-------- Information supplied --------

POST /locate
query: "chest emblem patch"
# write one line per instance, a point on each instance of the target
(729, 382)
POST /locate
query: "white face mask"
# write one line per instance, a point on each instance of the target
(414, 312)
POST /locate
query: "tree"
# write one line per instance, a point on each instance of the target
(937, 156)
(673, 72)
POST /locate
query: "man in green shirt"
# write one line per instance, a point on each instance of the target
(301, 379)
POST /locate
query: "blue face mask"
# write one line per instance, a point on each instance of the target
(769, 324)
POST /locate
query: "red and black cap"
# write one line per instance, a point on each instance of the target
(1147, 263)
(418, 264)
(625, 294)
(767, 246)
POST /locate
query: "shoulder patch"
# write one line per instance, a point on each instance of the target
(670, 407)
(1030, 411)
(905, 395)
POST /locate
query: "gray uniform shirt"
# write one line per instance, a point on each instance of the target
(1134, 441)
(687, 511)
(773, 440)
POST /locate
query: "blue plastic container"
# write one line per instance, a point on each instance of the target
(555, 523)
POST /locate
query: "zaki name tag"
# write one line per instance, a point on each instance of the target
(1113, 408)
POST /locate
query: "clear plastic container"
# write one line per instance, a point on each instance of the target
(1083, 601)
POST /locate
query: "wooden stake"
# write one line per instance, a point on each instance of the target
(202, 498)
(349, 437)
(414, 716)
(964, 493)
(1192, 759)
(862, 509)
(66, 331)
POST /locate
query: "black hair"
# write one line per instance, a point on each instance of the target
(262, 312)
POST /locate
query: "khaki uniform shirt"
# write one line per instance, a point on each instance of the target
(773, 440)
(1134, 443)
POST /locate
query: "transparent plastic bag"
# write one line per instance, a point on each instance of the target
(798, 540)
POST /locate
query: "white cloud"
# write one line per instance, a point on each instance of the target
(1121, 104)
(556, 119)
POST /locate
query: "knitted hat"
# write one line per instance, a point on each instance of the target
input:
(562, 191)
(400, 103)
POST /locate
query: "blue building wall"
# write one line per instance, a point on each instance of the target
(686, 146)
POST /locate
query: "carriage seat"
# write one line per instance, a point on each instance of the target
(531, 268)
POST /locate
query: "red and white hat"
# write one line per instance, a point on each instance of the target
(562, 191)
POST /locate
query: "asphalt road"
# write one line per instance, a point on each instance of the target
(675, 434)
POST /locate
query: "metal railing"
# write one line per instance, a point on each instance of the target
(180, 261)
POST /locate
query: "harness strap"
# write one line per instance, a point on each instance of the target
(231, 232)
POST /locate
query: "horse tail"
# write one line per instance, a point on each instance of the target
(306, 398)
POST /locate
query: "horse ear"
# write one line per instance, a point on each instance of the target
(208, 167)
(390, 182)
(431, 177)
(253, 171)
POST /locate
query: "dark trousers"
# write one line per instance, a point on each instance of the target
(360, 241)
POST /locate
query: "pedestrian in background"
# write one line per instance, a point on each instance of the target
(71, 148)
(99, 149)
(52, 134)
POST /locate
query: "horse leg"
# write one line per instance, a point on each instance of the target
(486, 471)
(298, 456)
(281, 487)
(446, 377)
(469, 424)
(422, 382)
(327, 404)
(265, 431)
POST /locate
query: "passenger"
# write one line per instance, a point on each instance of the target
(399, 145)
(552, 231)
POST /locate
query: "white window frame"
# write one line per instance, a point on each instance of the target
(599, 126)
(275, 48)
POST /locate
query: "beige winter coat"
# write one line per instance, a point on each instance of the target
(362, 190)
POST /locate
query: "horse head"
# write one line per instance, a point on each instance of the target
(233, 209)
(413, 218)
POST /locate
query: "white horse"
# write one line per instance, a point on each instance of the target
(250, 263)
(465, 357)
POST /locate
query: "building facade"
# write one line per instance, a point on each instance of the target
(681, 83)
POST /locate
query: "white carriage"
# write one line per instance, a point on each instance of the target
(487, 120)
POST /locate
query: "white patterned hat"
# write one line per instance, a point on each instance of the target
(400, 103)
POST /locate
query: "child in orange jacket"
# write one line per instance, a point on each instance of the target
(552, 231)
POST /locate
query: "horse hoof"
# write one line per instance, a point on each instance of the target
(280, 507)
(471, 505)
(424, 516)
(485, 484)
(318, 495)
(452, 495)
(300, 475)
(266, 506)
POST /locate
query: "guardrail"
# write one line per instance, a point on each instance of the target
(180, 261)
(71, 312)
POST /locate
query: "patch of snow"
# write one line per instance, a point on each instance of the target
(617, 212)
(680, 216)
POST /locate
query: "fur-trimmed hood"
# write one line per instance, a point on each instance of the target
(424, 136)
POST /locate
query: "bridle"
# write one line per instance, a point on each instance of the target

--------

*Instructions for the task*:
Would you please filter the lines above and copy every one that includes "container"?

*Finished task*:
query: "blue plastic container"
query: "clear plastic container"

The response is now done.